--- Supplied passage Enclosed Below ---
Biomarkers found in the temporary regression of type 1 diabetes
The partial remission phase of type 1 diabetes, in which residual β-cells recover insulin production, offers new hope for therapeutic action.
A review study of biomarkers for the frequently overlooked partial remission phase of type 1 diabetes was conducted by researchers from the Germans Trias i Pujol Research Institute (IGTP), in collaboration with experts in β-cell biology and regeneration from the Diabetes Research Institute in Miami.
Type 1 diabetes is a chronic disease initiated by an autoimmune attack on insulin-producing β-cells. Insulin therapy was introduced over a century ago and changed a once-fatal condition into a manageable one, but type 1 diabetes remains unpreventable and incurable. It drastically impacts patients’ lives, as well as their families, because of considerable potential complications. Furthermore, the disease’s incidence rates continue to increase each year.
Partial remission phase
The course of the disease takes an unpredictable pattern, marked by varying episodes of immune response. This complexity becomes very evident in the partial remission phase, known as the ‘honeymoon phase.’ This is when the disease’s progression appears to pause, and the residual β-cells recover insulin production and secretion, resulting in a decreased dependence on insulin injections for a brief time.
--- End of Enclosed Supplied passage ---
--- Data for analysis Enclosed Below ---
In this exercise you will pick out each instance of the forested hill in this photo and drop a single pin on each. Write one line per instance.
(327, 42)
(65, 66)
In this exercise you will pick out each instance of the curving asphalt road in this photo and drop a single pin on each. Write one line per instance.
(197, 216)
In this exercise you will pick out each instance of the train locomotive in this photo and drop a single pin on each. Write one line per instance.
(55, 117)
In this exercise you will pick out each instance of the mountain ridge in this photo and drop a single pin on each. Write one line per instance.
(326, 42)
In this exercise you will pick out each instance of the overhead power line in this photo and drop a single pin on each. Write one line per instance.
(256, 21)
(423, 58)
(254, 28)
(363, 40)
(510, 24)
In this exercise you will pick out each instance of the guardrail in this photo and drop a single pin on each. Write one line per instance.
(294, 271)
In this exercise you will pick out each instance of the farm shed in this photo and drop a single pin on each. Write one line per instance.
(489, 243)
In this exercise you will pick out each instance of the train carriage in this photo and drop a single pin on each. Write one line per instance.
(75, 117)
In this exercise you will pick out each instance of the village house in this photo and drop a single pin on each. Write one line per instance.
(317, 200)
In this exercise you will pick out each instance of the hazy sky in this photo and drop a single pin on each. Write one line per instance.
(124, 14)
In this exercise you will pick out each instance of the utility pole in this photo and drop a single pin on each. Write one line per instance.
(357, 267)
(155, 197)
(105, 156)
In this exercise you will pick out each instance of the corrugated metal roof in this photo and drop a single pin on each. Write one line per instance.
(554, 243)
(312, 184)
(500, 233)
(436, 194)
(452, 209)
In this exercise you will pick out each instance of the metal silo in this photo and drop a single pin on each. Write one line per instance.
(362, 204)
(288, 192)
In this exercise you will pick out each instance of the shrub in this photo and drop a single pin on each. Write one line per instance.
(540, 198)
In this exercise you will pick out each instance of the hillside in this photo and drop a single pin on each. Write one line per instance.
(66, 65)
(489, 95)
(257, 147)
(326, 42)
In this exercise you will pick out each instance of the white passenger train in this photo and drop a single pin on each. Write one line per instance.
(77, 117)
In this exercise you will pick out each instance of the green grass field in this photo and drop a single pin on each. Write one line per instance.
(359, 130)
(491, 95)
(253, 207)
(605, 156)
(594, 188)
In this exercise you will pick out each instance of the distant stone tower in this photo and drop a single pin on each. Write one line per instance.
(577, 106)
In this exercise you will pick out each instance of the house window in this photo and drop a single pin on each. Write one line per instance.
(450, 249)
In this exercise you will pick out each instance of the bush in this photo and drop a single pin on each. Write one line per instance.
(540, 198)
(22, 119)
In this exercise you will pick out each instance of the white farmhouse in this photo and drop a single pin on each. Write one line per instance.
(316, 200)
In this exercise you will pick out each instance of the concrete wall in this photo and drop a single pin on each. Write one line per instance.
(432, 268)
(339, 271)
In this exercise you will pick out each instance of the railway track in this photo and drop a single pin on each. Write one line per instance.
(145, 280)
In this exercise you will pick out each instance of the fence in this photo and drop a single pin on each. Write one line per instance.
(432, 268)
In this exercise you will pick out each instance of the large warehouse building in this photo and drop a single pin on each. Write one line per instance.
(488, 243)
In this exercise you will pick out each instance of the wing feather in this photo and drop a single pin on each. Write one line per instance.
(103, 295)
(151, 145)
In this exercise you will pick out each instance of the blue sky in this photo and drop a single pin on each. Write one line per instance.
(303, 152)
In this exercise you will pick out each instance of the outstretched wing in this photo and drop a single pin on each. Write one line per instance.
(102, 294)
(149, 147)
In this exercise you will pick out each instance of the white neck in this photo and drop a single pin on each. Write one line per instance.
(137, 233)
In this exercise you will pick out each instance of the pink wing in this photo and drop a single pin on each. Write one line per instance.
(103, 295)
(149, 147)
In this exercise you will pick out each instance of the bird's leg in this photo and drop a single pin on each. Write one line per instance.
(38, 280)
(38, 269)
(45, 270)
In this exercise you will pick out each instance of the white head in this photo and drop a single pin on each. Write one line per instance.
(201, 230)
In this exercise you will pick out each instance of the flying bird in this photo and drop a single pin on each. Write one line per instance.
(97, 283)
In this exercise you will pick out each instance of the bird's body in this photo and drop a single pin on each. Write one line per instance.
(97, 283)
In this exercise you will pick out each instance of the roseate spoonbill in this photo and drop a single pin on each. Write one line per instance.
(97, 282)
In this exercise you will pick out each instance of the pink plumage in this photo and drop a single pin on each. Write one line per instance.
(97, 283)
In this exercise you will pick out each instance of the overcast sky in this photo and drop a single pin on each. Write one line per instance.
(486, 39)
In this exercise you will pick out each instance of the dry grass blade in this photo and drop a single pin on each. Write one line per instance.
--- End of Enclosed Data for analysis ---
# [Your goal]
Can you restate the diabetes remission article from "A review study" up to and including "Institute in Miami.", swapping "review study" for "survey"?

# [Written response]
A survey of biomarkers for the frequently overlooked partial remission phase of type 1 diabetes was conducted by researchers from the Germans Trias i Pujol Research Institute (IGTP), in collaboration with experts in β-cell biology and regeneration from the Diabetes Research Institute in Miami.